Aim of the task:
Starting at the line with "# Can you find the white car" and ending after the line with "[289,353,417,431]", write out the data items again with "thin twig" switched to "slender branch" and nothing else altered. Omit the pictures.

::: Provided data

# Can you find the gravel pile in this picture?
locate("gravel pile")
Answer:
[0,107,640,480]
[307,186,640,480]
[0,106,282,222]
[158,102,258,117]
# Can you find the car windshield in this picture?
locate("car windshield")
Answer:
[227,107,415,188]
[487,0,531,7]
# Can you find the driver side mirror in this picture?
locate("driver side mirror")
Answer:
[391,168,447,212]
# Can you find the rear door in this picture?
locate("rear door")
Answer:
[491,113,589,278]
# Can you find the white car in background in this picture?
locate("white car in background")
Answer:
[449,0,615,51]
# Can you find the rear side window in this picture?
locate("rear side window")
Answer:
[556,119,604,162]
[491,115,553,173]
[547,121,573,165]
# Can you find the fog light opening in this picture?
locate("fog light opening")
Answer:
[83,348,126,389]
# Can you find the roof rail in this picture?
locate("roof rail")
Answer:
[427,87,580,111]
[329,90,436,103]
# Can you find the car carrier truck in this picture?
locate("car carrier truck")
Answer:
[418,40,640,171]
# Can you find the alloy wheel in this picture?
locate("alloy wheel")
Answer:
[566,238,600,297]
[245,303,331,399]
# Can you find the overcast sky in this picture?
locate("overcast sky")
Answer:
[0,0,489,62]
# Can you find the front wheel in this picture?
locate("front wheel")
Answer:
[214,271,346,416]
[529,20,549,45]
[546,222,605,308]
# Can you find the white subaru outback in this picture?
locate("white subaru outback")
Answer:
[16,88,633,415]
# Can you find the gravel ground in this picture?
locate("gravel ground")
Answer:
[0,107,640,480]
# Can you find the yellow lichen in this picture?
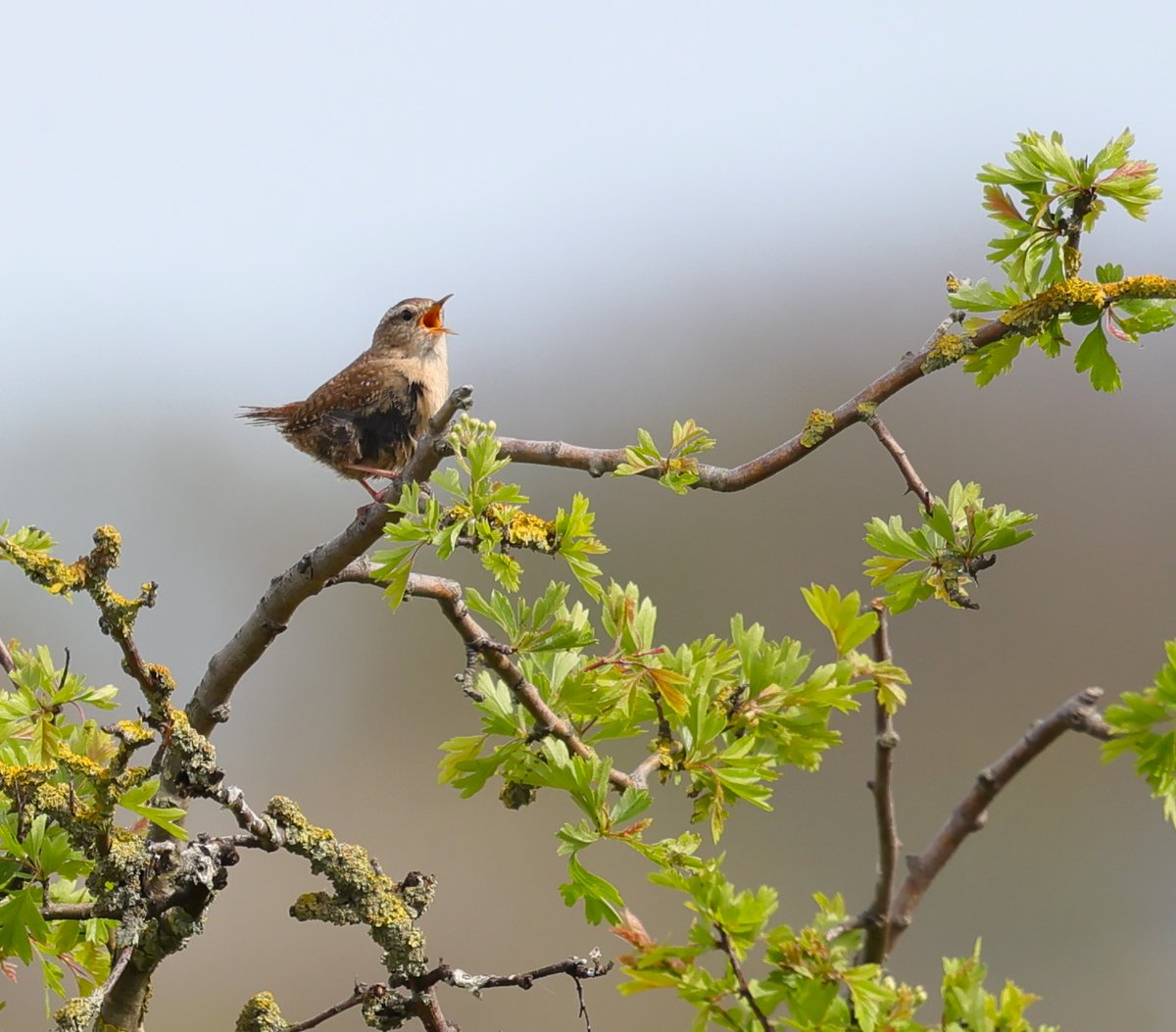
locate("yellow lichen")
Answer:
[266,796,424,974]
[918,334,970,372]
[1103,275,1176,302]
[234,992,289,1032]
[1000,278,1107,336]
[801,409,833,448]
[114,720,155,745]
[504,509,555,551]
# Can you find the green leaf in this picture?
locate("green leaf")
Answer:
[371,544,419,610]
[0,885,49,963]
[560,854,624,925]
[119,778,188,839]
[1074,323,1123,391]
[801,584,878,656]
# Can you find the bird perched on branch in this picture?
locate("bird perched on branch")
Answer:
[241,294,453,499]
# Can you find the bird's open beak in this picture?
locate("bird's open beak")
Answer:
[421,294,455,334]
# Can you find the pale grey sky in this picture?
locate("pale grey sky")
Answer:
[0,8,1176,1032]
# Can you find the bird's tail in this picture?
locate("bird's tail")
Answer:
[236,402,298,425]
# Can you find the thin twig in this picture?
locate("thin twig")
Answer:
[629,753,662,789]
[865,413,931,513]
[41,903,98,920]
[715,921,771,1032]
[890,688,1115,949]
[498,319,1013,491]
[413,986,458,1032]
[286,981,373,1032]
[416,950,612,992]
[210,785,284,853]
[862,598,902,963]
[98,946,135,997]
[0,635,17,673]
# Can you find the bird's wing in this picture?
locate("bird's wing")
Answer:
[289,353,417,431]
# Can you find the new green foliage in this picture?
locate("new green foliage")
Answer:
[615,419,715,495]
[865,481,1037,614]
[1103,641,1176,825]
[948,130,1176,391]
[371,415,607,609]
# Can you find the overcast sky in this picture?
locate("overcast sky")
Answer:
[0,8,1176,1032]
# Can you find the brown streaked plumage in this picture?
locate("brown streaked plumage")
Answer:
[241,294,453,497]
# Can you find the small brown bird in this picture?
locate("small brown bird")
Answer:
[241,294,453,499]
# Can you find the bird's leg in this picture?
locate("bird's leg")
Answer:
[343,464,400,481]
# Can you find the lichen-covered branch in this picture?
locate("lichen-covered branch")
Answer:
[498,319,1013,491]
[890,688,1112,949]
[498,275,1176,491]
[862,598,902,963]
[0,635,17,673]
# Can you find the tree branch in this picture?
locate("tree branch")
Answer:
[286,981,376,1032]
[862,598,902,963]
[417,950,612,993]
[715,921,771,1032]
[498,318,1015,491]
[188,387,474,735]
[865,413,931,513]
[890,688,1113,949]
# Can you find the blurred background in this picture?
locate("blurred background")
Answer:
[0,0,1176,1032]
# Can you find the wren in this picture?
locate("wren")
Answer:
[241,294,453,499]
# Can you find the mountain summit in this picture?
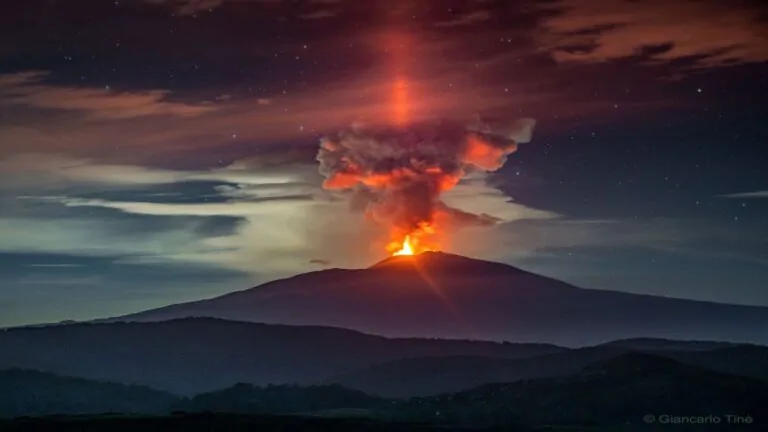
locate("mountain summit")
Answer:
[108,252,768,346]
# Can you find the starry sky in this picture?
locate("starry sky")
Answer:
[0,0,768,326]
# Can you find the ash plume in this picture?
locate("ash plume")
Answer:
[317,119,535,243]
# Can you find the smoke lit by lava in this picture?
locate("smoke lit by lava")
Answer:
[317,119,535,255]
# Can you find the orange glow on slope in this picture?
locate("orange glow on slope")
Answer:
[392,77,411,125]
[392,236,413,256]
[387,222,440,256]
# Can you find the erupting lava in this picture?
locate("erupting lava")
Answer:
[392,236,413,256]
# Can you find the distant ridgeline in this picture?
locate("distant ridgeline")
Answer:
[0,341,768,430]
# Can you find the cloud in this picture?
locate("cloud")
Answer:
[299,9,337,20]
[539,0,768,68]
[144,0,288,16]
[0,71,217,120]
[720,190,768,199]
[0,155,557,275]
[435,10,491,27]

::::::

Solution to this problem:
# Can you find the white car in background in this picture?
locate("white car in background")
Answer:
[449,0,615,51]
# Can you find the rear side window in this picture?
locate("rear side window")
Answer:
[556,119,604,162]
[491,115,553,173]
[547,121,573,165]
# Can you find the fog light opening in this picture?
locate("fog light opening")
Answer:
[83,348,126,389]
# Can you find the roof rail in this picture?
locate("roof rail")
Answer:
[427,87,580,111]
[329,90,436,103]
# Can you find the car carrier truck in this picture?
locate("car carrier truck")
Answer:
[418,40,640,171]
# Can you find the alloy wheel in this picture?
locate("alloy wheel")
Answer:
[566,238,600,297]
[245,303,331,399]
# Can you find the overcast sky in this picture?
locate("overcast sky")
Answer:
[0,0,489,62]
# Can you find the front wheel in this picture?
locate("front wheel")
Answer:
[214,271,346,416]
[529,20,549,45]
[546,222,605,308]
# Can you find the white subaru outback in this picture?
locate("white subaru outback")
Answer:
[16,88,633,415]
# Can you find the gravel ground in this picture?
locate("gravel ground")
Answer:
[0,107,640,480]
# Can you find the yellow lichen in this picture?
locate("yellow lichen")
Answer:
[266,796,424,974]
[918,334,970,372]
[1103,275,1176,302]
[234,992,289,1032]
[1000,278,1107,336]
[801,409,833,448]
[114,720,155,745]
[504,509,555,551]
# Can you find the green leaf in this picture?
locate("green leaf")
Answer:
[371,544,419,610]
[0,885,49,963]
[560,854,624,925]
[119,778,188,839]
[1074,323,1123,391]
[801,584,878,656]
# Can you find the bird perched on branch in this picture?
locate("bird perched on branch")
Answer:
[241,294,453,499]
# Can you find the bird's open beak in this picture?
locate("bird's open beak")
Answer:
[421,294,455,334]
# Can you find the pale grey sky in this picture?
locate("pale grey sky")
Answer:
[0,8,1176,1032]
# Can you find the bird's tail in this picture?
locate("bird's tail")
Answer:
[236,402,298,425]
# Can you find the slender branch in this picture?
locate("slender branch")
Answer:
[629,753,662,789]
[865,413,931,513]
[41,903,98,920]
[715,921,771,1032]
[890,688,1115,949]
[498,319,1013,491]
[413,986,458,1032]
[286,981,373,1032]
[416,950,612,992]
[210,785,284,853]
[862,598,902,963]
[98,946,135,997]
[0,635,17,673]
# Can you find the bird's wing in this picture?
locate("bird's wing")
Answer:
[289,353,417,431]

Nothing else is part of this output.